Exercise | Where an image appears, leave it out; otherwise repeat the data exactly.
[Opening Records shown section]
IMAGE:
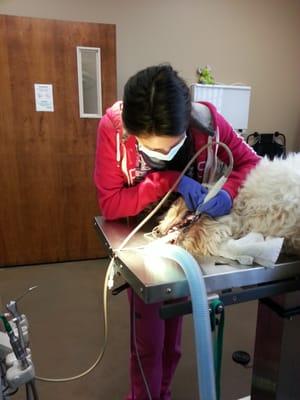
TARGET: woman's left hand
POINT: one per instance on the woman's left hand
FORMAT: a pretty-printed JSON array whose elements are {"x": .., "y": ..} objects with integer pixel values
[{"x": 219, "y": 205}]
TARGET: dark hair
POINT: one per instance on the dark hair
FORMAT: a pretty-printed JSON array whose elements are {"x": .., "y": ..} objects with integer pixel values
[Closing Records shown section]
Response |
IMAGE:
TARGET: woman's left hand
POINT: one per instance on the woman's left hand
FORMAT: a pretty-printed JSON array whose elements are {"x": .., "y": ..} objects with integer pixel values
[{"x": 219, "y": 205}]
TARGET: dark hair
POINT: one per instance on the dark hair
FORMAT: a pretty-printed JSON array whose elements are {"x": .., "y": ..} objects with integer pixel values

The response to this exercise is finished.